• _EXERCISE DESCRIPTION_
Pick out every line in the records below that contains the word "berry", and copy each one in full.

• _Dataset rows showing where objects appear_
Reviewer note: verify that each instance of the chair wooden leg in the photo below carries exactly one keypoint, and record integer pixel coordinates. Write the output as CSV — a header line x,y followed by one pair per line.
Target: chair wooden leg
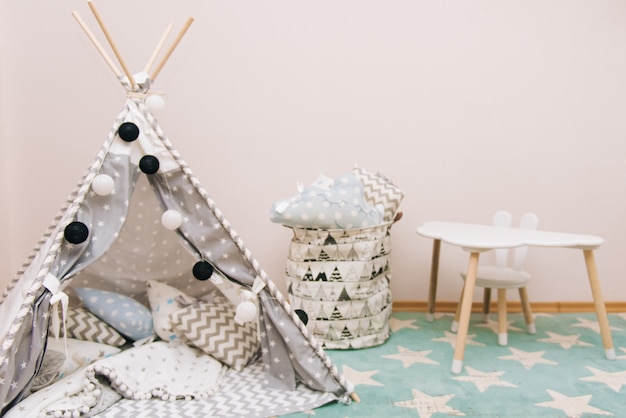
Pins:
x,y
486,304
528,314
457,314
502,321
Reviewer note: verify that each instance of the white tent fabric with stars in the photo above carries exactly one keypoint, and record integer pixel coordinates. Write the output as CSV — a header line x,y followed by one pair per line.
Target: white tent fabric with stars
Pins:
x,y
126,244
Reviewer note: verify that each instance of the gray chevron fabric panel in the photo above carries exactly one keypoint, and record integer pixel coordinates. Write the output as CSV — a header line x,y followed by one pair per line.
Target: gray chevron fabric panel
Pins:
x,y
83,325
380,191
211,327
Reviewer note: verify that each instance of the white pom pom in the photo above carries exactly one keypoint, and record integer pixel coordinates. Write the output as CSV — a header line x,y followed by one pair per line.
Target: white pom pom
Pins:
x,y
171,219
103,185
154,103
246,311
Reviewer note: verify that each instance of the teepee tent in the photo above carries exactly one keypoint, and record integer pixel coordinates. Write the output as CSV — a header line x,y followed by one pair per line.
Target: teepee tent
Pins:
x,y
138,215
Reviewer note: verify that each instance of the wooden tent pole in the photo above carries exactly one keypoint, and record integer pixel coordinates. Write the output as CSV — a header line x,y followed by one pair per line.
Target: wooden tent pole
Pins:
x,y
171,49
92,6
158,47
95,42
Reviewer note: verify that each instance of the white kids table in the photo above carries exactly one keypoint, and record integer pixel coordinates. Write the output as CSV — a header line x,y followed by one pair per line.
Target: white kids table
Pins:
x,y
479,238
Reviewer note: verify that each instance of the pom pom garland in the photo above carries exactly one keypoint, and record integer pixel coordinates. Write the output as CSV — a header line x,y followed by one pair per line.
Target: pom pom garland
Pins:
x,y
76,232
149,164
128,131
303,316
202,270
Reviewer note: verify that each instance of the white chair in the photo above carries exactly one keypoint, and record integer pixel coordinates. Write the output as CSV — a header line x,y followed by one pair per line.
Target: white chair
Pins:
x,y
503,276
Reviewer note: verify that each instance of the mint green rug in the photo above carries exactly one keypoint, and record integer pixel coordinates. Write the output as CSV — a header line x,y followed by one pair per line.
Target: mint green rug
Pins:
x,y
561,371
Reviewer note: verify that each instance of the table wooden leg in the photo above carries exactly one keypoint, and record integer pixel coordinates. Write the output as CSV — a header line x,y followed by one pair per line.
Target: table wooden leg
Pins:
x,y
598,300
434,273
466,310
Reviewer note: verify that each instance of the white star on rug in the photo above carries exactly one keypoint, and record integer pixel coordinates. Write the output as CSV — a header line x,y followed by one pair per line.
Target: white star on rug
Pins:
x,y
574,407
450,337
526,358
493,325
483,380
439,315
360,377
565,341
621,315
592,325
613,380
409,357
426,405
398,324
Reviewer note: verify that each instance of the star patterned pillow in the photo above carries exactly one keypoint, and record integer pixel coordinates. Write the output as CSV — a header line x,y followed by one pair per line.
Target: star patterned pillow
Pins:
x,y
164,301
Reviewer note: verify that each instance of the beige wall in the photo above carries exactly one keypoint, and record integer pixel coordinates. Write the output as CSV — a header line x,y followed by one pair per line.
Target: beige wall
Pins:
x,y
469,106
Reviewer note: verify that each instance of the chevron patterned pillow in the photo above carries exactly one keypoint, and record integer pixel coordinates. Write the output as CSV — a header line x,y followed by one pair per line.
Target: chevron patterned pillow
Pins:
x,y
211,327
379,190
83,325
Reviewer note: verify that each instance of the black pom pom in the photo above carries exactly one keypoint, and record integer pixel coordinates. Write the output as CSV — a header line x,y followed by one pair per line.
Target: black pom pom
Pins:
x,y
76,232
149,164
128,131
202,270
303,316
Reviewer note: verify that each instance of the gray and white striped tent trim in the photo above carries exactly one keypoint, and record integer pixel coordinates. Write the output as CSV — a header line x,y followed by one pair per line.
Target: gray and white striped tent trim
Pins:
x,y
293,355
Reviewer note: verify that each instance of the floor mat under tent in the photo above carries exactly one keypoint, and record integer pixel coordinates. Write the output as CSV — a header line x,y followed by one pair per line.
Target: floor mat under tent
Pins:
x,y
242,394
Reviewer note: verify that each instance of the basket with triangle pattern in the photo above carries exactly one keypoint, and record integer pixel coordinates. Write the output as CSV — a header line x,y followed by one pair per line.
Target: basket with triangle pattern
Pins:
x,y
340,278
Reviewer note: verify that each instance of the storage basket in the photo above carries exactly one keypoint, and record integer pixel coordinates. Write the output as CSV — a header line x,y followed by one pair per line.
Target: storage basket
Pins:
x,y
340,278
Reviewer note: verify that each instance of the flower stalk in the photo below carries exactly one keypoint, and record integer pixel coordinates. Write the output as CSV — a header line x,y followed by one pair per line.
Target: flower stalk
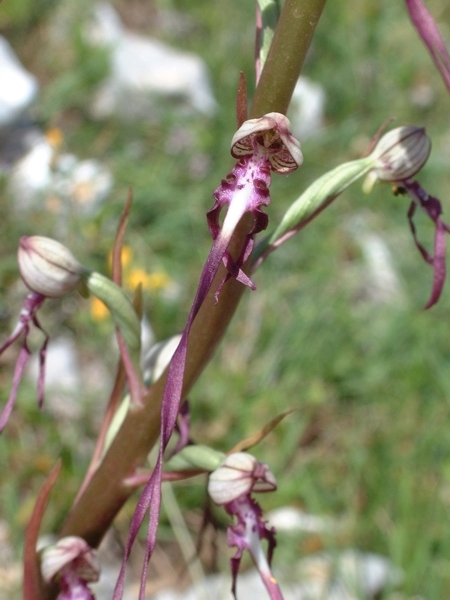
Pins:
x,y
105,495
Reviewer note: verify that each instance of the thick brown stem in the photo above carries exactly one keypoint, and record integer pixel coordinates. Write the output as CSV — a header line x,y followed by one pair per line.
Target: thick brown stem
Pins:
x,y
287,53
105,495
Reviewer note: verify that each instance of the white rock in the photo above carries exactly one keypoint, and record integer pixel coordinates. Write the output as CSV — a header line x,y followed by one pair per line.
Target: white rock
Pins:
x,y
143,69
307,109
18,87
378,278
43,175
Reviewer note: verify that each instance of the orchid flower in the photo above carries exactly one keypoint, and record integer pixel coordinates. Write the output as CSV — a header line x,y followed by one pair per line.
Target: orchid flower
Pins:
x,y
261,146
71,564
231,486
49,270
399,155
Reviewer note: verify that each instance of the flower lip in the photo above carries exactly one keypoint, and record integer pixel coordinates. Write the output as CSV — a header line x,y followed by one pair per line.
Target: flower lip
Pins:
x,y
401,153
272,133
239,475
47,267
71,550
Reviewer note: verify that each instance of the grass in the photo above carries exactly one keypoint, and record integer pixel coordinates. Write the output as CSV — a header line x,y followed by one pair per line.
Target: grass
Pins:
x,y
369,441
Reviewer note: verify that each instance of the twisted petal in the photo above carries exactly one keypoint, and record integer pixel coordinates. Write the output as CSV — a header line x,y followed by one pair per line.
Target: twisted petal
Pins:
x,y
273,134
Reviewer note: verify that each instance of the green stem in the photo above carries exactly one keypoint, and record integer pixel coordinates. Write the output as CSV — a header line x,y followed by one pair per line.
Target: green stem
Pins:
x,y
95,510
287,53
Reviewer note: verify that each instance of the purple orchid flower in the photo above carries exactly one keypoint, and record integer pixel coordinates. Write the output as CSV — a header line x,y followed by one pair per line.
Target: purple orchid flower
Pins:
x,y
398,156
432,207
261,146
429,32
72,565
49,270
231,486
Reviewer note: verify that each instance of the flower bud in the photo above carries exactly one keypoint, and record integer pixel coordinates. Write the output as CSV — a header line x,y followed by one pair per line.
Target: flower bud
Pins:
x,y
400,153
195,456
47,267
273,133
239,475
70,551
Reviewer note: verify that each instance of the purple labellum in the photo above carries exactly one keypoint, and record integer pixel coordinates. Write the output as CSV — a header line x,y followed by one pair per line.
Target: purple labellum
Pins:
x,y
429,32
432,207
261,145
73,587
31,304
231,485
247,535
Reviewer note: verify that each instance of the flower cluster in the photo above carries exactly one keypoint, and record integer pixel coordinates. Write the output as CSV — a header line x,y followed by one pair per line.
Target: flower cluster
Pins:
x,y
231,486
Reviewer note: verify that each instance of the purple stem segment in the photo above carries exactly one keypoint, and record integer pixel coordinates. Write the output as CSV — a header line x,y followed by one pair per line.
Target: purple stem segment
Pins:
x,y
429,32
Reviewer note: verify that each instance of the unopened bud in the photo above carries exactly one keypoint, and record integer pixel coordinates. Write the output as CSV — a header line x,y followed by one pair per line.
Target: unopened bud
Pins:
x,y
239,475
47,267
401,153
71,552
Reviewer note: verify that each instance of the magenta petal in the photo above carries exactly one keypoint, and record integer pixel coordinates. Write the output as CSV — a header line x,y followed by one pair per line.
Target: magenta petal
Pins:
x,y
426,255
21,363
438,264
428,31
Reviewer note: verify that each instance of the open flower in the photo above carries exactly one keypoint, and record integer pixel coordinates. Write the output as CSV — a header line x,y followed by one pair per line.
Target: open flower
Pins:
x,y
399,155
261,146
71,564
231,486
49,270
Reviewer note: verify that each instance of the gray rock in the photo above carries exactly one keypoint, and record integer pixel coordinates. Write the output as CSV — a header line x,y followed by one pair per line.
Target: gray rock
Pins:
x,y
18,88
143,70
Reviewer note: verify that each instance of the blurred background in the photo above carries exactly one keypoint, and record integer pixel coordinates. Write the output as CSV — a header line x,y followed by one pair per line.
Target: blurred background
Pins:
x,y
98,97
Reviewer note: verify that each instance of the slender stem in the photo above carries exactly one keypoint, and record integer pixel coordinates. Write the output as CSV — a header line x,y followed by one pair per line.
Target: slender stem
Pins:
x,y
287,53
106,493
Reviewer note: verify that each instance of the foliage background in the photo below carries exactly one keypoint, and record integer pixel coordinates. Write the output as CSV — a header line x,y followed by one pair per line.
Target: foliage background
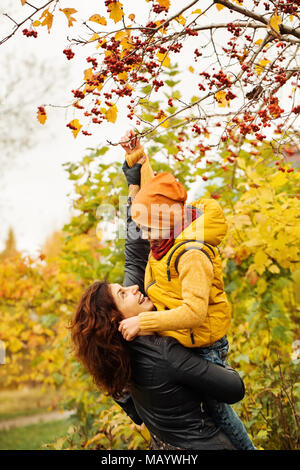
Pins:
x,y
258,189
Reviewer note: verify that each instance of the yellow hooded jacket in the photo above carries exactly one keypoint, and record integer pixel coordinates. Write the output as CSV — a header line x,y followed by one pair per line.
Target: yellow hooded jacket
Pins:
x,y
186,284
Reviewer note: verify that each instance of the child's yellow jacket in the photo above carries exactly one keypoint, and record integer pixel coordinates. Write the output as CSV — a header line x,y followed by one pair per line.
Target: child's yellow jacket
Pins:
x,y
188,290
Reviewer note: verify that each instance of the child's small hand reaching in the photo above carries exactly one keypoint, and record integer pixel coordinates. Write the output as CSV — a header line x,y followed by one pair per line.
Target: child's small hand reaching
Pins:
x,y
130,142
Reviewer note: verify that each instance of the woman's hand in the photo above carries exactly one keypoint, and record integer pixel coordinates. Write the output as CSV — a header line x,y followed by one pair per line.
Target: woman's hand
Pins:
x,y
130,328
130,142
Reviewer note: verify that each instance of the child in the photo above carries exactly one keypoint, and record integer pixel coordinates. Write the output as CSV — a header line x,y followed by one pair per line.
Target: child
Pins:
x,y
184,281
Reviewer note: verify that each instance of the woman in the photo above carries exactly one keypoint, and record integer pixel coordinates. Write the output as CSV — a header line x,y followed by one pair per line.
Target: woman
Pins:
x,y
165,383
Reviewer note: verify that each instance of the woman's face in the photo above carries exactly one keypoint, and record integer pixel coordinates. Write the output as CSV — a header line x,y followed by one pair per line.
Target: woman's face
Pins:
x,y
129,300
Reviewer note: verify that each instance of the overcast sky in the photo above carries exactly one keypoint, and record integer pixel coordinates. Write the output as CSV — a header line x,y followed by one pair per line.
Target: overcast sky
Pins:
x,y
34,186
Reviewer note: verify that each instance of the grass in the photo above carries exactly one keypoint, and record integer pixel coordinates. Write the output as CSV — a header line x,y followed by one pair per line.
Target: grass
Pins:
x,y
32,437
27,402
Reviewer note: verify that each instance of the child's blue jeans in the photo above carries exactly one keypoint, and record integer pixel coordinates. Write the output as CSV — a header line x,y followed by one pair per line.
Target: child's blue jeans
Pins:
x,y
222,413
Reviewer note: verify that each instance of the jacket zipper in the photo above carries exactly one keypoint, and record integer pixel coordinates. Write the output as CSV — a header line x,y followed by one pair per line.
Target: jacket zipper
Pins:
x,y
149,285
192,336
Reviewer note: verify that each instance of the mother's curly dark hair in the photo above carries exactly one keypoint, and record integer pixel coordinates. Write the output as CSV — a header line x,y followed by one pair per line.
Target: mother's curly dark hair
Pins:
x,y
99,346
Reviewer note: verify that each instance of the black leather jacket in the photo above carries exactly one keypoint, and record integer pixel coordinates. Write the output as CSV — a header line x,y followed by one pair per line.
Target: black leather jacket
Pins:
x,y
169,381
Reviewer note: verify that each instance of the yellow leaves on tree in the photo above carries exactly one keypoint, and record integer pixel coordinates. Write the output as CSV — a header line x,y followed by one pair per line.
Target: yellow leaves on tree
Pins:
x,y
41,115
164,59
164,3
115,11
111,113
180,19
274,23
261,66
48,19
75,126
221,99
69,12
98,19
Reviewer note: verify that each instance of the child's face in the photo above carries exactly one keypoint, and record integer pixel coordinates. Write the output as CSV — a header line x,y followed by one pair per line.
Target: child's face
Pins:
x,y
155,233
129,300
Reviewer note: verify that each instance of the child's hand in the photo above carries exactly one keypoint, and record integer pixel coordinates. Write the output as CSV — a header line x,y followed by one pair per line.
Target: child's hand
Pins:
x,y
130,142
130,328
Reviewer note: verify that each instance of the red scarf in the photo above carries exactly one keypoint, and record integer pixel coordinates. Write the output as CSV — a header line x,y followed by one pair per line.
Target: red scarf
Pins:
x,y
160,247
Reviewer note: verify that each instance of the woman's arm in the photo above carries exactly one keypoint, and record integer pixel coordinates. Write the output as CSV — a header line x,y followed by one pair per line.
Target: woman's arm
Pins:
x,y
136,248
185,367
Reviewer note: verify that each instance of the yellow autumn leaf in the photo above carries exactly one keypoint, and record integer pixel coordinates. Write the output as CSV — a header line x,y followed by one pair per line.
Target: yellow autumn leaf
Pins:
x,y
98,19
163,116
76,124
41,115
116,11
220,97
120,35
94,37
69,12
164,3
164,59
88,74
48,19
261,65
275,22
111,113
123,76
180,19
274,269
260,259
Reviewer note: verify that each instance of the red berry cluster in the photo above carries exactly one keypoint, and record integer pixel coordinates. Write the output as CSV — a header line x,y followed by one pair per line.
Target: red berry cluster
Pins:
x,y
78,94
190,31
235,30
93,61
74,128
41,110
69,53
159,9
296,109
157,84
29,33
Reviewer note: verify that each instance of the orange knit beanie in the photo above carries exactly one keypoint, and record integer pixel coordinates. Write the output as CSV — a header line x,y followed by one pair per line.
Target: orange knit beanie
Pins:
x,y
160,202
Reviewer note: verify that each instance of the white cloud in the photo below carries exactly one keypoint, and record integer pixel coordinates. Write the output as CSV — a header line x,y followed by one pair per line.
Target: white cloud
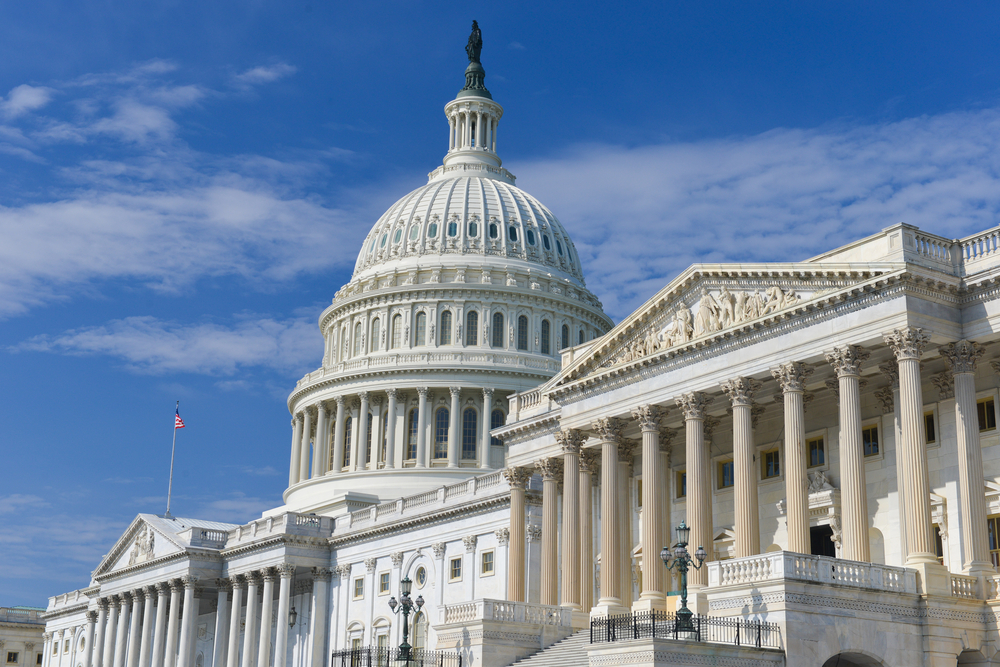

• _SOLUTION FOR THIS PROBLEM_
Reviewer note: verify that each instance of the red berry cluster in the photo above carries exactly one keypoint, and record integer pixel coordinates. Write the output as CSV — a header line x,y followed by one pair per line.
Target: red berry cluster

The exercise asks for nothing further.